## TEXT
A few days ago, I wrote about the increasing tendency to rank colleges on the basis of alumni earnings, as if higher education is simply another venue for job training.

In the comments, people pointed out the importance of earning power, especially in light of the staggering expense of a college education.

Believe me, I get that.

Nothing I wrote was intended to justify the increasing costs of a university education and the resulting sky-high levels of student debt. Indeed, to the extent that we are pricing education out of the reach of many, we are sabotaging the educational mission I was defending.

Student debt is not only a huge problem for recent graduates; it is dragging down the economy. As Matt Impink and I wrote in an article for the Chronicle of Higher Education,

Student debt constrains individual decision-making in a number of ways, and its growth affects the entire economy. For example, people paying back student loans are less likely to start businesses. Considering that 60 percent of new private-­sector jobs are created by small businesses, diminishing the ability to create businesses does considerable harm to the economy.

Debt loads also affect overall consumption. According to research by the Federal Reserve Bank of New York, fewer 30-year-olds in general have bought homes since the recession, but the decline has been steeper for people with a history of student-loan debt and has continued even as the housing market has recovered. In an economy that depends upon the ability and willingness of consumers to purchase homes, furniture, automobiles, and other goods, a debt load that effectively precludes such purchases poses a real problem.

## DATA FOR ANALYSIS
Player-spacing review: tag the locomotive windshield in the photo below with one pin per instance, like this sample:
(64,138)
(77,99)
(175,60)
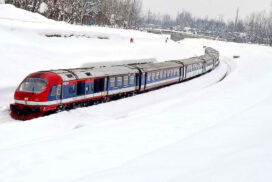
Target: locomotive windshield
(33,85)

## TASK DIRECTIONS
Pick up the text on student debt and its economic effects after its final sentence, and keep it going. The entries play no part in what comes next.

## TASK RESPONSE
The Consumer Financial Protection Bureau has found that three-quarters of the overall shortfall in household formation can be attributed to younger adults, ages 18 to 34. In 2011, 1.3 million more Americans in this age group lived with their parents than in 2007. Although it is impossible to determine the relative contribution of student-loan debt and the economic downturn to that phenomenon, student debt is clearly implicated. Any program that reduces the need to borrow can only improve the situation.

According to a report from Zillow, the relatively few millennials who are thriving economically are the ones whose parents are able to subsidize college tuition or a down payment on a home. Help with education and buying a home were the two primary ways in which the original GI Bill created upward social mobility. Estimates are that each new household leads to $145,000 of economic impact. If student debt is keeping just a third of those two million young Americans from living on their own — a reasonable, if undocumented, assumption — that adds up to a $100-billion loss or delay in economic activity.

Student debt is an enormous issue for the country. The Democratic presidential candidates have all addressed it; Senator Elizabeth Warren has proposed measures to ameliorate it.

If any of the Republican presidential candidates have paused their attacks on immigrants, reproductive choice and various kinds of “losers” in order to address student debt levels and their impact on either young people or the economy, I’ve missed it.